Passage given
++++++++++

Analysing the syntax

The compiler is currently at a stage where syntax of program basic structures need to be validated. This pass involves parsing and data gathering, from which the first refers to syntax cheking of classes/functions/constants etc, and the latter is basically forming the Token Table for the program. There are 9 data structures to do: constants, enumerations, program flow, jumps, structures, variable definition, functions, operators and classes.

There is no “properties” in this list. While this is something that would be exciting to implement, I’ve decided not to – just yet. Properties are part of classes that involve usually two functions: getters and setters for certain attributes. Traditionally programmers used to have these two separate functions, but it’s more elegant to have normal assignments and values in spite of they actually perform more code under the hood. You could use something like this:

myClassVariable.SetMyPropertyValue(myValue)
variable = myClassVariable.GetMyPropertyValue()

++++++++++

[Recorded data]

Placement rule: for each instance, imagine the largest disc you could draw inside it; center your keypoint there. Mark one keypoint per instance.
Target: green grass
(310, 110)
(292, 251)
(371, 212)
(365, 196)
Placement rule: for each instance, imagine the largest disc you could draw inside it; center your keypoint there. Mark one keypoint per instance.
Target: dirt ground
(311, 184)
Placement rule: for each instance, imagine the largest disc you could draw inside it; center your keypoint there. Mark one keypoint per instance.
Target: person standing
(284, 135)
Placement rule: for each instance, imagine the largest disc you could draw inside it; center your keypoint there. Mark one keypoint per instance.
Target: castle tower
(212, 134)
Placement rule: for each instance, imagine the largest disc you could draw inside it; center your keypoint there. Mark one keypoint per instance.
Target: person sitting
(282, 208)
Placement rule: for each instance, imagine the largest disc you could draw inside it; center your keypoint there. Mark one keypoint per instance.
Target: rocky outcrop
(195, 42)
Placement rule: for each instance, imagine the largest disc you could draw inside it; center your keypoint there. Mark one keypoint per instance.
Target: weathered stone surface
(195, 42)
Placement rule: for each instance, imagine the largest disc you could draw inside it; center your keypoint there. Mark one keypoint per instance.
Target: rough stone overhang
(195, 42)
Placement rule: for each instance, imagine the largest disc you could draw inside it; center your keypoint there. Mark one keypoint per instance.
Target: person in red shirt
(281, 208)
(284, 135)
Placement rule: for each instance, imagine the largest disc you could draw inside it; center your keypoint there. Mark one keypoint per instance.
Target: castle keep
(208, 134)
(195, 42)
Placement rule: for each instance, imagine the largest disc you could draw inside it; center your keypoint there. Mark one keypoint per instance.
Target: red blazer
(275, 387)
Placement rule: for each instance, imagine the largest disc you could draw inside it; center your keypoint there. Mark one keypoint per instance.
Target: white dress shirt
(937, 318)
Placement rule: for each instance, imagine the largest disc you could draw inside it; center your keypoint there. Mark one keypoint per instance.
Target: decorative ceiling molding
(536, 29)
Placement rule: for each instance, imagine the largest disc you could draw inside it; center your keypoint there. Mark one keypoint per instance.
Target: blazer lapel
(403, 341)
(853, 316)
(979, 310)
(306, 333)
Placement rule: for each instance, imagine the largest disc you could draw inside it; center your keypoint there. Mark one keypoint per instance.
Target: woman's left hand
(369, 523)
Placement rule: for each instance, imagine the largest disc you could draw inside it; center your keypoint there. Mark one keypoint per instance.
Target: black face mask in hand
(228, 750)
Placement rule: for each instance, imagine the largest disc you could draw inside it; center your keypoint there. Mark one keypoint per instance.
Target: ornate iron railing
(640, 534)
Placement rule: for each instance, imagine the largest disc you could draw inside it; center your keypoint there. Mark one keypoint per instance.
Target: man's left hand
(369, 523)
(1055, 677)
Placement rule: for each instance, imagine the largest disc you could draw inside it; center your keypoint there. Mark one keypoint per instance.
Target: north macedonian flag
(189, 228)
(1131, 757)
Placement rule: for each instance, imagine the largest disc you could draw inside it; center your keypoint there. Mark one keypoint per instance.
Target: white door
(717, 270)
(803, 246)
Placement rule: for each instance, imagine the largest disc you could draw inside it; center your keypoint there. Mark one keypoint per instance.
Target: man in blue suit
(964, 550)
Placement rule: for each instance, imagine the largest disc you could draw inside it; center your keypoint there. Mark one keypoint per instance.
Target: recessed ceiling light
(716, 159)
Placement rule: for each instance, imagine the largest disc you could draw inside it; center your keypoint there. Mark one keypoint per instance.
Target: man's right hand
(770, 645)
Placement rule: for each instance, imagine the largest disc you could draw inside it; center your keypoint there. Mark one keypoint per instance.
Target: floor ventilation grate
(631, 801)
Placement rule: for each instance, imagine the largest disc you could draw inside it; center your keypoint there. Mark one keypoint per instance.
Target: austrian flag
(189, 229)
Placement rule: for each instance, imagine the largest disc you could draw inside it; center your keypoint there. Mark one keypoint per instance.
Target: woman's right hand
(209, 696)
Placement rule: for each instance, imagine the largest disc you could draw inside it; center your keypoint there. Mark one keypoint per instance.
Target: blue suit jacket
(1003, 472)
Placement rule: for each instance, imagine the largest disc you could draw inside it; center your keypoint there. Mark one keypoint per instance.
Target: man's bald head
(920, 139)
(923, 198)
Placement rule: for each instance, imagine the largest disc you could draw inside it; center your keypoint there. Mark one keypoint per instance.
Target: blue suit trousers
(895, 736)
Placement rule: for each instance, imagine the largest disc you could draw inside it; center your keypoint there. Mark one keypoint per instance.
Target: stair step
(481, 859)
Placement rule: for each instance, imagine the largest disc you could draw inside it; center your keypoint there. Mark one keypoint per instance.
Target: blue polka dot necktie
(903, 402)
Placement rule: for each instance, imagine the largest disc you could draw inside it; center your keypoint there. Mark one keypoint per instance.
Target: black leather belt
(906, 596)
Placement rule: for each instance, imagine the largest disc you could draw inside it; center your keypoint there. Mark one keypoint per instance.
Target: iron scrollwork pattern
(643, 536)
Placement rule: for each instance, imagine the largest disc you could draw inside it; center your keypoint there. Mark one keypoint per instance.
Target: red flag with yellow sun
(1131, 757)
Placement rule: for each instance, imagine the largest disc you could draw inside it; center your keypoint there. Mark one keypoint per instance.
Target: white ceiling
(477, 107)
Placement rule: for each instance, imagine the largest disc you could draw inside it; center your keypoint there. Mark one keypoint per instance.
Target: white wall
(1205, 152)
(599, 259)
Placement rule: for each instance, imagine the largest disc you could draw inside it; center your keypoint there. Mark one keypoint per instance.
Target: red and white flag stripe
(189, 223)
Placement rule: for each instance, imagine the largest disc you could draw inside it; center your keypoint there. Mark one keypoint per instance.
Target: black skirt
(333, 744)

++++++++++

Problems
1. Answer these questions about the syntax analysis passage:
(a) How many data structures does the pass need to handle?
(b) What two kinds of functions do properties usually involve?
(c) What does the data gathering part of the pass basically form?
2. Write a continuation of the syntax analysis passage, picking up right after its final code line.

Responses to the exercise
1.
(a) Nine.
(b) Getters and setters for certain attributes.
(c) The Token Table for the program.

2.
However, the following way is cleaner:

myClassVariable.myProperty = value
variable = myClassVariable.myProperty

Both of these would still perform a function within the class. I’ll keep this item on my TODO-list, but let’s try to establish the core first 🙂

Back to the analysing process. So those 9 keyword statements need to be parsed in order for CoolBasic to be able to compile a list of all token names. Naturally, each token must have additional data assigned to them such as access modifiers, inheritance modifiers, overriding modifiers and certain flag values. I don’t want to attach all these fields to every token data because not all of them is never needed at the same time and this would only munch unneeded memory for large programs. So it’s quite challenging task to create any “optimal” way to store this kind of data that could bend to all needs at once.

The programming tool I’m using to create CoolBasic V3 compiler doesn’t really support classes and inheritance properly (woot! why can’t you just use Visual Studio?! – It’s not fast enough ^^). I’m using allocated memory blocks to store only the most relevant data. This will make my code somewhat uglier than I had hoped, but at least it’s memory efficient. Note to self: Just remember to maintain the clean-up functions accordingly, mmkay…

And finally, some good news. The consants are already done 🙂

Managed inheritance

One of the coolest new features of CoolBasic V3 will be classes and their inheritance. In this blog entry, I’m not going into details nor will I summary exactly what aspects belong to it in CoolBasic’s case (I’ll leave that for later), but I’d like to share some conclusions on how to perserve data integrity through inheritance.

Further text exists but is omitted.